**EXERCISE OBJECTIVE**
Rewrite the part that opens with the line containing "Scouting pass: put a marker on the wooden railing, one" and closes with the line containing "[(17, 176)]", changing each "put a marker on" to "place a pin on" and leaving everything else the same.

Stored records
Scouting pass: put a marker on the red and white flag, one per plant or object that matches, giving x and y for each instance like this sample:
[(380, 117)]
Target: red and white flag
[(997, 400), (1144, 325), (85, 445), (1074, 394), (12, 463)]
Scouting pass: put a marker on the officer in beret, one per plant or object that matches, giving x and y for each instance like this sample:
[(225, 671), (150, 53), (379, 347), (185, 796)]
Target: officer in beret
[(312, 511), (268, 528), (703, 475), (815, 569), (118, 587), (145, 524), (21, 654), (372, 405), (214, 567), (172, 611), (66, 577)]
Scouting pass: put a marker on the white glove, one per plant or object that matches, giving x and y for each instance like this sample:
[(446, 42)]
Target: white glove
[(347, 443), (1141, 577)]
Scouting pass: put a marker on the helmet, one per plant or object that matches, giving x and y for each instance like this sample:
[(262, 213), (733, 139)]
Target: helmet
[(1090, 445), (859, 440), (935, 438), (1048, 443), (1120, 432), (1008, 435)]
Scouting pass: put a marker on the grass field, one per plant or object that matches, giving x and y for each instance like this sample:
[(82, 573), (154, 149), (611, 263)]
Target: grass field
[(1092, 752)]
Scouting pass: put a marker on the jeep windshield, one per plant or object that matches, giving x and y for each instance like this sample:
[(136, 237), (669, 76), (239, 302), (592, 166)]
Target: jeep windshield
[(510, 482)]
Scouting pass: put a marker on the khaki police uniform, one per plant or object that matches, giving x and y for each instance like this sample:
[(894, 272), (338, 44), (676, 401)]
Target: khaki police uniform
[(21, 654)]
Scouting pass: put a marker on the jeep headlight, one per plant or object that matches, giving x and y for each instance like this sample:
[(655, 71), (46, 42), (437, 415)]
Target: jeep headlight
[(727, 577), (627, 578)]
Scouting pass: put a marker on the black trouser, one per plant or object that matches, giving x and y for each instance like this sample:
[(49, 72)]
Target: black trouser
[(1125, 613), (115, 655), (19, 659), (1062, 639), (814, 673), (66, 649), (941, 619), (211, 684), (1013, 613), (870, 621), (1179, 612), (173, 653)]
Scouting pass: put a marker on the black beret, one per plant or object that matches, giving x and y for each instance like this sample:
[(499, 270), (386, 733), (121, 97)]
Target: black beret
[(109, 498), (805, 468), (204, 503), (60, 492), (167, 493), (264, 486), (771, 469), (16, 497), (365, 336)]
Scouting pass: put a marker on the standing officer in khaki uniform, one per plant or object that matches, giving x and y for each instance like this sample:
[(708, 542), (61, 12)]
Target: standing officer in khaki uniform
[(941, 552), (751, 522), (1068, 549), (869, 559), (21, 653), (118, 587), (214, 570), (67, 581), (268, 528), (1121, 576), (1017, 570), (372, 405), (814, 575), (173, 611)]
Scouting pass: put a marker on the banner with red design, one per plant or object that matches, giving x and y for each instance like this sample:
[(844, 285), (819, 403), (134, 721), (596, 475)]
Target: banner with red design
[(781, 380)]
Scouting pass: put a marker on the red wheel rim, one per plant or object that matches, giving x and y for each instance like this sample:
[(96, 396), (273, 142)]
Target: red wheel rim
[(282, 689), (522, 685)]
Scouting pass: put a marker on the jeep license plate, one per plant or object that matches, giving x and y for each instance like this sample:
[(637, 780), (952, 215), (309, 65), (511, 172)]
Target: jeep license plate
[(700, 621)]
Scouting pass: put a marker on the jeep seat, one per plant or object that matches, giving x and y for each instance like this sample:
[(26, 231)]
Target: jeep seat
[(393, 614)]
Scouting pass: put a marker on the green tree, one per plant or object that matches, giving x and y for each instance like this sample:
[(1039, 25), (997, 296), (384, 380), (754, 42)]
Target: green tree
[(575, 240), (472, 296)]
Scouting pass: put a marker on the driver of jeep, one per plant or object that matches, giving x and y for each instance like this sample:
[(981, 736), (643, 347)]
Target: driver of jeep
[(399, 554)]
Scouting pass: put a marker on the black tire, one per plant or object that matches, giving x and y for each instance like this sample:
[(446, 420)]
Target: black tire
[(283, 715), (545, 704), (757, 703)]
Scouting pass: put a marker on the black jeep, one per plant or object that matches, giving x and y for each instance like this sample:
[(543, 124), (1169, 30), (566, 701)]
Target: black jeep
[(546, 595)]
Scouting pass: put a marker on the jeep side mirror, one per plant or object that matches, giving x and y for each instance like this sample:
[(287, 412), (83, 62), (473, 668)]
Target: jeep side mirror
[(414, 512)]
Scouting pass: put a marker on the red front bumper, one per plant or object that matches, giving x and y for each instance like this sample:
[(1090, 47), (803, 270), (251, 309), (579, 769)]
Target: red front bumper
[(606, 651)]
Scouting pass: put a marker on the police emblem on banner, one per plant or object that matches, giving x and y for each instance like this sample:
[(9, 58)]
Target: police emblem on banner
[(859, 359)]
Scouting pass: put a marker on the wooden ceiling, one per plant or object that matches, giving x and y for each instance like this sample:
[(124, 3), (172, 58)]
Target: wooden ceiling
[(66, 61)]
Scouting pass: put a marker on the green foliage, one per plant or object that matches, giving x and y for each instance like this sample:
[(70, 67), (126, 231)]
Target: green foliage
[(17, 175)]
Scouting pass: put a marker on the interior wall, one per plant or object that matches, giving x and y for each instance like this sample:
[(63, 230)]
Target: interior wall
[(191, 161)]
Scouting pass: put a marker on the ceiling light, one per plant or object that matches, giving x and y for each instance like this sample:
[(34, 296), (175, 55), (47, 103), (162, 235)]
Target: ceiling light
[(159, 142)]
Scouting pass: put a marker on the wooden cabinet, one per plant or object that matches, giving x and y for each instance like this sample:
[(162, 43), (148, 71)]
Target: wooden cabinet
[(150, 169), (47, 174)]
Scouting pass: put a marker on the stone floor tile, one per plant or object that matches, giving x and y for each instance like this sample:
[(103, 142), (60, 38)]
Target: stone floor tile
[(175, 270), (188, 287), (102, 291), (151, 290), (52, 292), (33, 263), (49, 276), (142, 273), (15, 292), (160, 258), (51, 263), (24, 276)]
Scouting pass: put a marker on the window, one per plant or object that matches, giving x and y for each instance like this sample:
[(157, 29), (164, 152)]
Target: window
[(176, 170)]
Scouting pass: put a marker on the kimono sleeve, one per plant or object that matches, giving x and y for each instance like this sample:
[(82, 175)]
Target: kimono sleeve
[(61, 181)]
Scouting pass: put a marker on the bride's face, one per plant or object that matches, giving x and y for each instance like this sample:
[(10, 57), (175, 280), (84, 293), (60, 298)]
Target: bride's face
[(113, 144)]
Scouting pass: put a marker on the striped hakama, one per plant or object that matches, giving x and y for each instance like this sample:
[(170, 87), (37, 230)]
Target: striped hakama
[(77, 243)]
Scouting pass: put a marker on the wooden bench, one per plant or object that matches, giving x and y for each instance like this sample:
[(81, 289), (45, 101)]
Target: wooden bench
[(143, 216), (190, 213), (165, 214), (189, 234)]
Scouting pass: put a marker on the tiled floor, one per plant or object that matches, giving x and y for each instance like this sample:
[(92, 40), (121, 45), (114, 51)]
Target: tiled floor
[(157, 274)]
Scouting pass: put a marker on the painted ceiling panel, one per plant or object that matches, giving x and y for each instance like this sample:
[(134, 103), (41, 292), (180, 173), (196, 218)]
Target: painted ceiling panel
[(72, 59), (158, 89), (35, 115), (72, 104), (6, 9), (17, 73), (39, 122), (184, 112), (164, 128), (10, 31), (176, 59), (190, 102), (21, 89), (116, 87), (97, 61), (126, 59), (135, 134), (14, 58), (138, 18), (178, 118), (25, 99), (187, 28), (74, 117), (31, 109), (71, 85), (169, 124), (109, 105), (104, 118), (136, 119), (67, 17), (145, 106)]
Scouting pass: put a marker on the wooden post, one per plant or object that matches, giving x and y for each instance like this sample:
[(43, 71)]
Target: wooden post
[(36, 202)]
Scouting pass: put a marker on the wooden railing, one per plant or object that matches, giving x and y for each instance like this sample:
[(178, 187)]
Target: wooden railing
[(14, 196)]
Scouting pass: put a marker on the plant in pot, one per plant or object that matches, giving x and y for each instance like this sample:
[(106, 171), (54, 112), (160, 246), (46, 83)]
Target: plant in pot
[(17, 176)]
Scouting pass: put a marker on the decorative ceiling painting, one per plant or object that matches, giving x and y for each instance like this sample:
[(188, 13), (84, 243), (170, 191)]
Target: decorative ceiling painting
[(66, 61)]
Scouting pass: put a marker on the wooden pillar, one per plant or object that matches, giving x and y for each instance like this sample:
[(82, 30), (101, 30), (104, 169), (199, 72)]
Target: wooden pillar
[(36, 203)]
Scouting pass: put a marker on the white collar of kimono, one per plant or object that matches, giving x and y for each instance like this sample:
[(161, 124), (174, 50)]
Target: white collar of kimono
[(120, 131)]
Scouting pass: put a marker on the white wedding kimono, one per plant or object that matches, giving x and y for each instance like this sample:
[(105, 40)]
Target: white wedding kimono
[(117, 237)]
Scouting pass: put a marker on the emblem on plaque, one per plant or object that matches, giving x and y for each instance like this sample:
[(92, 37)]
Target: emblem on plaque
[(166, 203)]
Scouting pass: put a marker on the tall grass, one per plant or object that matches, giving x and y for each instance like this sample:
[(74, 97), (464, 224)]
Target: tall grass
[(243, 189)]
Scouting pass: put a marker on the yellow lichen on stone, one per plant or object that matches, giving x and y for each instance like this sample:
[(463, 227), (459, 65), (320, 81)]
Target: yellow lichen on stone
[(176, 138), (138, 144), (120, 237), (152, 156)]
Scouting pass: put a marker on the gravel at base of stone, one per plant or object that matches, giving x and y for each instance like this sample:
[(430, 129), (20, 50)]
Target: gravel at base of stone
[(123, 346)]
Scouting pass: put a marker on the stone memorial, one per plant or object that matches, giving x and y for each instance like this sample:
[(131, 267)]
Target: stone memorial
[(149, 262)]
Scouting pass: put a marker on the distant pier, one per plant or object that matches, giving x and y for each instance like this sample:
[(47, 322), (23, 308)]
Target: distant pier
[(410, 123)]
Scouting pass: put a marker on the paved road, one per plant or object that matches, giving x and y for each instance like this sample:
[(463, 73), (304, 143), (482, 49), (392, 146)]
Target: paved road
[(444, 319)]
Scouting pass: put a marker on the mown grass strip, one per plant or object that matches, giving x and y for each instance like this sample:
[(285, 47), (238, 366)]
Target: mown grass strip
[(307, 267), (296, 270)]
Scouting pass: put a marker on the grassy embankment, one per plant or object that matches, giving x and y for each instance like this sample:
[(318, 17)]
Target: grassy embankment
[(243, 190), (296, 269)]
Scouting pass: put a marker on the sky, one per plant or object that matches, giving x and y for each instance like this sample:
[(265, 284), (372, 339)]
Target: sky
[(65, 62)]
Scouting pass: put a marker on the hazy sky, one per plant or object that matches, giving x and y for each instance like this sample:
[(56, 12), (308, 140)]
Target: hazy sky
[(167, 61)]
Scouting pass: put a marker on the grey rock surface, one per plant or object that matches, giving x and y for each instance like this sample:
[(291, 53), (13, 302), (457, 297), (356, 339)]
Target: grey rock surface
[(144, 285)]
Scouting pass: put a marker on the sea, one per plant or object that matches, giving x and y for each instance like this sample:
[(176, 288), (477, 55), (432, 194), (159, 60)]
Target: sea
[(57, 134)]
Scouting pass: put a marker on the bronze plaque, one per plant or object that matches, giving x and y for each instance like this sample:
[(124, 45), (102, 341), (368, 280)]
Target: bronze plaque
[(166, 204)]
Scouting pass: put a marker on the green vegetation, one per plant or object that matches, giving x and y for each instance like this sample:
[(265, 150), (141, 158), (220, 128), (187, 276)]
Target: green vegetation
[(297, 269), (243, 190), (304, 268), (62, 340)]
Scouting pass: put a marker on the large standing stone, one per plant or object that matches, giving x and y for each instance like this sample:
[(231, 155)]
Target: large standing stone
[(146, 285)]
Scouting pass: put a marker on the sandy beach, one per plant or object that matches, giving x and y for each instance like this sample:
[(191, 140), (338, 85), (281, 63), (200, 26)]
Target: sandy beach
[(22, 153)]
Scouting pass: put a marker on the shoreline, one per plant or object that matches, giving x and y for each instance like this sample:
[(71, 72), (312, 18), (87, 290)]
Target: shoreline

**SOLUTION TO THIS PROBLEM**
Scouting pass: place a pin on the wooden railing, one per plant or object that matches, giving x and y for each instance like this sample:
[(178, 187)]
Target: wooden railing
[(14, 196)]
Scouting pass: place a pin on the plant in pot, one per plant or object that matches, giving x and y for each instance like this sample:
[(106, 171), (54, 112), (160, 246), (46, 83)]
Target: plant in pot
[(17, 176)]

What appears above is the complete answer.